• 文档正文
────

RLP编解码规则

Mar 10, 2021

递归式长度前缀(Recursive Length Prefix)是以太坊用来对数据进行序列化和反序列的编码规则，这里是参考以太网维基[^1]的一篇小小笔记。

编码

适用于RLP编码规则的数据结构

字符串，'doge'，aka. 字节数组
字符串的嵌套列表 ['doge', 'is', ['a', 'e-god'], ['backwards', ['V']]]

规则

三条针对字符串的编码规则

对于单字节，且值在[0x00, 0x7f]范围内(ASCII 码表)，自身即是RLP编码
- ["a"] 编码为 [0x61]
- ["0"] 编码为 [0x00]
- ["15"] 编码为 [0x0f]
对于字符串，且其长度小于55字节，RLP编码由[前缀 , 字符串] 构成，prefix = 0x80 + len(s)。因此，前缀的范围在 [0x80, 0xb7] 0xb7 = 0x80 + 55
- [“cat”] 编码为[0x83, ‘c’, ‘a’, ’t’]
- [“1024”] 编码为 [0x82, 0x04, 0x00]
对于长度大于或等于55字节的字符串，RLP编码由[前缀, 字符串长度, 字符串] 构成，prefix = 0xb7 + len(len(s)) (字符串长度值的二进制长度)。前缀的范围在[0xb8, 0xbf] 0xbf = 0xb7 + 8，因为字符串长度不得超过 2**64字节，长度值的二进制不超过64位，即8字节。

────

• 数据集摘录
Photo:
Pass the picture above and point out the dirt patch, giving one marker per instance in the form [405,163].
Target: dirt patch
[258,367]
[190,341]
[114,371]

────

• 任务说明 1
把RLP编码笔记中以“对于长度大于或等于55字节的字符串”开头的段落压缩成要点列表，主要事实不可遗漏。
• 任务说明 2
紧接RLP编码笔记的最后一句，续写后面的内容。

• 输出结果 1
- 适用对象：长度大于或等于55字节的字符串。
- 编码结构：[前缀, 字符串长度, 字符串]。
- 前缀计算：prefix = 0xb7 + len(len(s))，即字符串长度值的二进制长度。
- 前缀范围：[0xb8, 0xbf]，其中 0xbf = 0xb7 + 8。
- 上限依据：字符串长度不得超过 2**64 字节，长度值的二进制不超过64位，即8字节。

• 输出结果 2
- [“Lorem ipsum dolor sit amet, consectetur adipisicing elit”]
  - “Lorem ipsum dolor sit amet, consectetur adipisicing elit” 长度为0x38，长度值0x38仅有一个字节
  - 前缀prefix = 0xb7+1 = 0xb8
  - 编码结果为[ 0xb8, 0x38, ‘L’, ‘o’, ‘r’, ’e’, ’m’, ’ ‘, … , ’e’, ’l’, ‘i’, ’t’ ]

两条针对嵌套列表的编码规则

递归式编码列表：先从最内层列表开始。如果列表长度小于55字节，其RLP编码由[前缀 , 字符串] 构成，prefix = 0xc0 + len(s)。因此前缀的范围在 [0xc0, 0xf7] 0xf7 = 0xc0 + 55；对于外层列表，其RLP编码由[前缀，子列表1 RLP，子列表2 RLP，…]构成，prefix = 0xc0 + len(sublist1) + len(sublist2) + …
- [“cat”, “dog”]
  - "cat"长度为0x03，子列表前缀0x80 + 0x03 = 0x83
  - "dog"长度为0x03，子列表前缀0x80 + 0x03 = 0x83
  - 前缀prefix = 0xc0 + 0x04 + 0x04 = 0x08
  - 编码结果为[0xc8, 0x83, 'c', 'a', 't', 0x83, 'd', 'o', 'g']
对于长度大于55字节的列表，RLP编码由[前缀, 列表长度, 子列表1RLP, 子列表2RLP …]，前缀 prefix = 0xf7 + len(len(sublist1)) + len(len(sublist2)) + …。前缀的范围在[0xf8 0xff] 0xff = 0xf7 + 8，因为字符串长度不得超过 2**64字节，二进制长度不得超过64位，即8字节。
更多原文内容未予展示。